Problem description | Reproduce the records exactly.

========================================

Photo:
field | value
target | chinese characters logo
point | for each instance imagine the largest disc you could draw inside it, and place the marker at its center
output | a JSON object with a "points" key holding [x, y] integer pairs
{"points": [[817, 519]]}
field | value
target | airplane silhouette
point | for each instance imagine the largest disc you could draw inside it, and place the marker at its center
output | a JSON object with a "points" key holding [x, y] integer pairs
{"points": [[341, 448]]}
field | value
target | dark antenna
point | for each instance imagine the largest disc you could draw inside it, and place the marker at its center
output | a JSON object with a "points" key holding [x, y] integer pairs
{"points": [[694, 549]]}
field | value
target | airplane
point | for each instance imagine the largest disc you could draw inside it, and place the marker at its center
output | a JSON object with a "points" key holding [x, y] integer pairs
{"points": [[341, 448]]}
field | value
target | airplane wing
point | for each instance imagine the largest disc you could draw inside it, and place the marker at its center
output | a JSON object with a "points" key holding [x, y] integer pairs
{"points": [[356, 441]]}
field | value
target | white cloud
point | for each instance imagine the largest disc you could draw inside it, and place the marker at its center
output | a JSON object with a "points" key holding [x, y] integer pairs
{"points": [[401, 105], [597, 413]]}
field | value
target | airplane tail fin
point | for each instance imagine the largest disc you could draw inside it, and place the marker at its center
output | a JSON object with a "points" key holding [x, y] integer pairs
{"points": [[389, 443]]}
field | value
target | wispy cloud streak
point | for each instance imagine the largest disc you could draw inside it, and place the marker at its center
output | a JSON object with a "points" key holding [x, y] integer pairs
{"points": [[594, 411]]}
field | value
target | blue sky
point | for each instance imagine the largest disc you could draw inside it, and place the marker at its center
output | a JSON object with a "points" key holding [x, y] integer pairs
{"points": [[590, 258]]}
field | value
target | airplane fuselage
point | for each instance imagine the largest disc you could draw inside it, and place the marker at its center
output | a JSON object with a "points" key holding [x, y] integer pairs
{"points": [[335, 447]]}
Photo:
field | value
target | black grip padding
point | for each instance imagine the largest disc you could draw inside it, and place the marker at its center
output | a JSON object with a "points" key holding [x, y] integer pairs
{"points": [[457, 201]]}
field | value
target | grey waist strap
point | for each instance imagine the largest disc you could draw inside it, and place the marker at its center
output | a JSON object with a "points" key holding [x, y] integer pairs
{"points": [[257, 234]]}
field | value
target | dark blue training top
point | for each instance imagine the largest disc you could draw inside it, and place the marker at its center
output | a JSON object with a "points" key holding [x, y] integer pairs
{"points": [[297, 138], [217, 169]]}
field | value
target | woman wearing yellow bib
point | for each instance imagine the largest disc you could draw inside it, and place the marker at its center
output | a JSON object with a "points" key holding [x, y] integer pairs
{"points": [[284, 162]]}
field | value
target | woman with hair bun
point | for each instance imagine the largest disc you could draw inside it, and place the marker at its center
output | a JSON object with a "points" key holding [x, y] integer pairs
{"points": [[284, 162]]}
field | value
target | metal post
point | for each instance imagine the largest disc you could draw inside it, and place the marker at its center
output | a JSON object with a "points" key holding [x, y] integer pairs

========================================

Right answer |
Photo:
field | value
target | chinese characters logo
point | for each instance imagine the largest disc you could draw inside it, and place the marker at its center
output | a JSON object with a "points" key holding [x, y] integer pairs
{"points": [[817, 519]]}
field | value
target | airplane silhouette
point | for each instance imagine the largest disc you could draw inside it, and place the marker at its center
output | a JSON object with a "points" key holding [x, y] integer pairs
{"points": [[341, 448]]}
field | value
target | dark antenna
point | for each instance imagine the largest disc you could draw inside it, and place the marker at its center
output | a JSON object with a "points" key holding [x, y] integer pairs
{"points": [[694, 549]]}
field | value
target | airplane
point | for each instance imagine the largest disc you could draw inside it, and place the marker at its center
output | a JSON object with a "points" key holding [x, y] integer pairs
{"points": [[341, 448]]}
field | value
target | airplane wing
point | for each instance imagine the largest disc you could draw inside it, and place the marker at its center
output | a JSON object with a "points" key holding [x, y] integer pairs
{"points": [[356, 441]]}
field | value
target | white cloud
point | for each instance imagine the largest disc you could draw inside it, and place the marker at its center
output | a JSON object with a "points" key holding [x, y] integer pairs
{"points": [[401, 105], [597, 413]]}
field | value
target | airplane tail fin
point | for each instance imagine the largest disc you could draw inside it, and place the marker at its center
output | a JSON object with a "points" key holding [x, y] integer pairs
{"points": [[389, 443]]}
field | value
target | wispy cloud streak
point | for each instance imagine the largest disc you could draw inside it, and place the marker at its center
output | a JSON object with a "points" key holding [x, y] integer pairs
{"points": [[594, 411]]}
field | value
target | blue sky
point | for each instance imagine the largest disc you could draw inside it, and place the marker at its center
output | a JSON object with a "points" key holding [x, y] integer pairs
{"points": [[590, 258]]}
field | value
target | airplane fuselage
point | for each instance imagine the largest disc you could draw inside it, and place the marker at its center
output | a JSON object with a "points" key holding [x, y] integer pairs
{"points": [[335, 447]]}
Photo:
field | value
target | black grip padding
point | for each instance imagine the largest disc you could draw inside it, and place the marker at its center
output | a JSON object with a "points" key holding [x, y] integer pairs
{"points": [[457, 201]]}
field | value
target | grey waist strap
point | for each instance imagine the largest disc you could draw inside it, and place the marker at its center
output | a JSON object with a "points" key holding [x, y] integer pairs
{"points": [[257, 234]]}
field | value
target | dark blue training top
point | for each instance imagine the largest disc you could draw inside it, and place the marker at its center
output | a JSON object with a "points" key holding [x, y] integer pairs
{"points": [[297, 138], [217, 169]]}
field | value
target | woman wearing yellow bib
point | for each instance imagine the largest disc you could draw inside it, and place the marker at its center
output | a JSON object with a "points" key holding [x, y] integer pairs
{"points": [[284, 162]]}
field | value
target | woman with hair bun
point | for each instance imagine the largest disc you could draw inside it, and place the marker at its center
output | a JSON object with a "points" key holding [x, y] integer pairs
{"points": [[284, 162]]}
field | value
target | metal post
point | for each instance imagine the largest disc you could draw inside it, and place the marker at its center
output | a JSON object with a "points" key holding [x, y] integer pairs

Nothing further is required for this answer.